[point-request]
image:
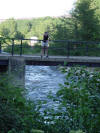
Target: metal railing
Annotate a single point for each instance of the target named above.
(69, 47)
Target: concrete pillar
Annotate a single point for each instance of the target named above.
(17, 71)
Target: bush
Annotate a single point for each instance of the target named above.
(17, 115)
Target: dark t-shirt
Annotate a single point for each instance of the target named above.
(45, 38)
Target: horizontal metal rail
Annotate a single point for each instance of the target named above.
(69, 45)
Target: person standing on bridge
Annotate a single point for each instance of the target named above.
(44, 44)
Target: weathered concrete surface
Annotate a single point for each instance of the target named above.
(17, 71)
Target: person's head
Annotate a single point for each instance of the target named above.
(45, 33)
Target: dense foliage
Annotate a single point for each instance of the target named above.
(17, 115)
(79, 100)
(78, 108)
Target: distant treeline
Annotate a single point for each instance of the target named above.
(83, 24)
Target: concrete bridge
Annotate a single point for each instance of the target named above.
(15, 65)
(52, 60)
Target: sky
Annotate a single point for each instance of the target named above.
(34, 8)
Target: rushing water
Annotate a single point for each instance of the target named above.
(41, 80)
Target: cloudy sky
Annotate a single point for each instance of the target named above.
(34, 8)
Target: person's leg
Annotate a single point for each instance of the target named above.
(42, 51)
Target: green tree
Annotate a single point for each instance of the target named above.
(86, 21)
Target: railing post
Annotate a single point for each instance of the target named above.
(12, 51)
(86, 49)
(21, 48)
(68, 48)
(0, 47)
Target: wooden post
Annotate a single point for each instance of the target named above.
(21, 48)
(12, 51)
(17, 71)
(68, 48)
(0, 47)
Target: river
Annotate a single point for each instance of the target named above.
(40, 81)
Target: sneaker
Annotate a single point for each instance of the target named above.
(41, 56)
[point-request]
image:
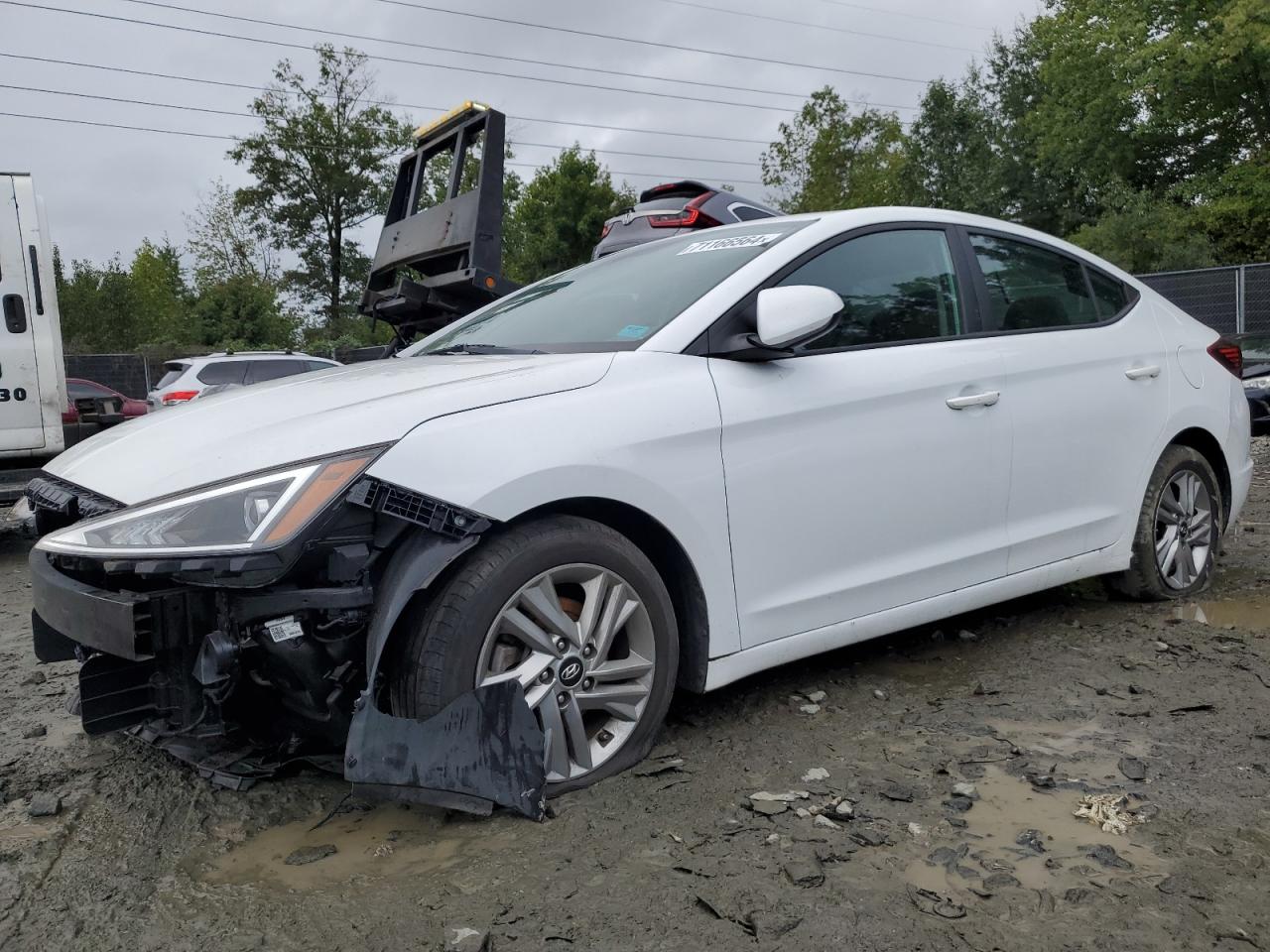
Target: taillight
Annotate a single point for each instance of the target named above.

- How to complete this task -
Could you set down the data exactly as given, minus its pictures?

- Task solution -
[point-request]
image:
Target: metal railing
Annotate a single point for each instance of the target named above.
(69, 47)
Target: concrete pillar
Annotate a single point for each instance of the target named above.
(17, 71)
Target: bush
Annotate a single point for each instance of the target named above.
(17, 115)
Target: dark t-shirt
Annotate a single point for each instance of the target named above.
(45, 38)
Target: horizontal metal rail
Annotate a single point for each instance of the target named above.
(69, 45)
Target: person standing on bridge
Annotate a single point for each instance of the target named above.
(44, 44)
Target: weathered concrete surface
Annotate a single point for each instance of the target named above.
(17, 71)
Target: person's head
Annotate a single point for each instance of the target named above.
(45, 33)
Target: dense foliage
Annotate a single point for each instance of the target named above.
(17, 115)
(79, 100)
(78, 108)
Target: distant treeline
Annotate a single point for each instance of the target named above.
(83, 24)
Target: concrete bridge
Annotate a single point for each instance of the target named above.
(15, 65)
(52, 60)
Target: sky
Annotate a single point for each instance of the target named above.
(34, 8)
Target: rushing water
Annotate a single point for each instance of the target named above.
(41, 80)
Target: cloudy sky
Annotate a single point for each instance of the target named above.
(34, 8)
Target: person's leg
Annotate a single point for each instance of the target named above.
(42, 51)
Target: green tree
Annotate a single point for each instance of the target named above.
(86, 21)
Target: railing post
Annotate a single point for each instance of the target named above.
(12, 51)
(86, 49)
(21, 48)
(68, 48)
(0, 47)
Target: wooden post
Annotate a single point for each instance of the target named above.
(21, 48)
(12, 51)
(17, 71)
(68, 48)
(0, 47)
Target: river
Annotate a single point for each instance of the target named above.
(40, 81)
Target: sneaker
Annotate a single point for each instance of the target named above.
(41, 56)
[point-request]
image:
Target: taillight
Annotate a single point for each instance of the target named above.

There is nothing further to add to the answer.